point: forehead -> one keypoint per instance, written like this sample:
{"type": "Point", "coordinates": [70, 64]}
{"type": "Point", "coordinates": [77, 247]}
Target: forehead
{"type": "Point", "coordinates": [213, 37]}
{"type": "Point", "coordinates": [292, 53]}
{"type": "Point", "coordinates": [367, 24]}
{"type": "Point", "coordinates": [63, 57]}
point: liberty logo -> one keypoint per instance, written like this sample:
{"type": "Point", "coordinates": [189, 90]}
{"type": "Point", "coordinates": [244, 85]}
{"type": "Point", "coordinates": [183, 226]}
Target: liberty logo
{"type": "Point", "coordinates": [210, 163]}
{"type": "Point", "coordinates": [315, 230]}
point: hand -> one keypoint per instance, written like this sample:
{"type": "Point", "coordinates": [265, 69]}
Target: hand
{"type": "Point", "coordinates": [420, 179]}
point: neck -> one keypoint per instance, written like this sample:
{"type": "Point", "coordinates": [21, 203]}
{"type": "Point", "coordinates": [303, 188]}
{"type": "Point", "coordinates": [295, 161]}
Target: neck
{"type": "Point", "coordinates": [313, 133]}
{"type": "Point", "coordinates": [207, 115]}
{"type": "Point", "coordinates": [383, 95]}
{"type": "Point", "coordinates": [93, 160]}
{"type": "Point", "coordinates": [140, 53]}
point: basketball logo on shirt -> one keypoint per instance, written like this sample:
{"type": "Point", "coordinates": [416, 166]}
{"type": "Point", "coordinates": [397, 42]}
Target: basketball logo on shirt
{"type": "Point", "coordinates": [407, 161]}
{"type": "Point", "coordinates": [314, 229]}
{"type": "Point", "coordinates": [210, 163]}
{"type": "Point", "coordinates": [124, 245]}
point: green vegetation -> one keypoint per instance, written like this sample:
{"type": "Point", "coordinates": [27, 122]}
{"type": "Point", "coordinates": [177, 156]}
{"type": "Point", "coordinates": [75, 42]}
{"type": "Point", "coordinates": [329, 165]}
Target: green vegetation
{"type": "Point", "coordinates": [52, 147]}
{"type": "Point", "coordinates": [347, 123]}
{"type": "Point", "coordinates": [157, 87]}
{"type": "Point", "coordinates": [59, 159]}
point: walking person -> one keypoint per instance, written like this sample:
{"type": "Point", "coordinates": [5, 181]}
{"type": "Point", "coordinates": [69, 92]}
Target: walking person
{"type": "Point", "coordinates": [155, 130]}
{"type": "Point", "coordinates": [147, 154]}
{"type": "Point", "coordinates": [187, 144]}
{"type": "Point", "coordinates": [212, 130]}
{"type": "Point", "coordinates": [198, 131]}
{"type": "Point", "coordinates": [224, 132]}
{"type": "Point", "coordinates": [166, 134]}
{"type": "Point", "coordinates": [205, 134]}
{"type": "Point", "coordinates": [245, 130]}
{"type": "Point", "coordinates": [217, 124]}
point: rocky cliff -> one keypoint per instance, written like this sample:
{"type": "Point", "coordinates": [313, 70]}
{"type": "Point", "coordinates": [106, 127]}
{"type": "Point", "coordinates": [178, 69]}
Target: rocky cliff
*****
# Objective
Please rewrite all of the material above as a numbered list with one line per item, leaving out any blank lines.

# Written answer
1. point: forehead -> one keypoint per instance, written like this sample:
2. {"type": "Point", "coordinates": [70, 64]}
3. {"type": "Point", "coordinates": [77, 247]}
4. Target: forehead
5. {"type": "Point", "coordinates": [213, 37]}
6. {"type": "Point", "coordinates": [292, 53]}
7. {"type": "Point", "coordinates": [367, 24]}
8. {"type": "Point", "coordinates": [63, 57]}
9. point: liberty logo -> one keypoint per instance, written like this sample:
10. {"type": "Point", "coordinates": [189, 90]}
11. {"type": "Point", "coordinates": [244, 85]}
12. {"type": "Point", "coordinates": [183, 226]}
13. Target: liberty logo
14. {"type": "Point", "coordinates": [210, 163]}
15. {"type": "Point", "coordinates": [315, 230]}
16. point: hand -> one keypoint per instance, written like this sample:
17. {"type": "Point", "coordinates": [265, 69]}
18. Target: hand
19. {"type": "Point", "coordinates": [420, 179]}
20. point: neck -> one keypoint per instance, written like this sample:
21. {"type": "Point", "coordinates": [21, 203]}
22. {"type": "Point", "coordinates": [303, 188]}
23. {"type": "Point", "coordinates": [295, 161]}
24. Target: neck
25. {"type": "Point", "coordinates": [313, 133]}
26. {"type": "Point", "coordinates": [207, 115]}
27. {"type": "Point", "coordinates": [383, 95]}
28. {"type": "Point", "coordinates": [93, 160]}
29. {"type": "Point", "coordinates": [140, 53]}
30. point: basketball logo on shirt -> one keypoint per instance, written like this sample:
31. {"type": "Point", "coordinates": [416, 166]}
32. {"type": "Point", "coordinates": [397, 42]}
33. Target: basketball logo on shirt
34. {"type": "Point", "coordinates": [407, 161]}
35. {"type": "Point", "coordinates": [314, 229]}
36. {"type": "Point", "coordinates": [210, 163]}
37. {"type": "Point", "coordinates": [124, 245]}
38. point: green vegetation -> one keypoint per instance, written like this sample:
39. {"type": "Point", "coordinates": [27, 122]}
40. {"type": "Point", "coordinates": [177, 156]}
41. {"type": "Point", "coordinates": [75, 42]}
42. {"type": "Point", "coordinates": [329, 165]}
43. Target: green vegetation
44. {"type": "Point", "coordinates": [52, 147]}
45. {"type": "Point", "coordinates": [347, 123]}
46. {"type": "Point", "coordinates": [157, 87]}
47. {"type": "Point", "coordinates": [59, 159]}
48. point: walking person -> one keypoint per instance, written like this sample:
49. {"type": "Point", "coordinates": [5, 181]}
50. {"type": "Point", "coordinates": [69, 92]}
51. Target: walking person
52. {"type": "Point", "coordinates": [155, 130]}
53. {"type": "Point", "coordinates": [147, 154]}
54. {"type": "Point", "coordinates": [187, 144]}
55. {"type": "Point", "coordinates": [212, 130]}
56. {"type": "Point", "coordinates": [198, 131]}
57. {"type": "Point", "coordinates": [224, 132]}
58. {"type": "Point", "coordinates": [166, 134]}
59. {"type": "Point", "coordinates": [205, 134]}
60. {"type": "Point", "coordinates": [245, 130]}
61. {"type": "Point", "coordinates": [217, 124]}
62. point: rocky cliff -> one keypoint per instance, written like this sample:
63. {"type": "Point", "coordinates": [313, 70]}
64. {"type": "Point", "coordinates": [106, 127]}
65. {"type": "Point", "coordinates": [178, 69]}
66. Target: rocky cliff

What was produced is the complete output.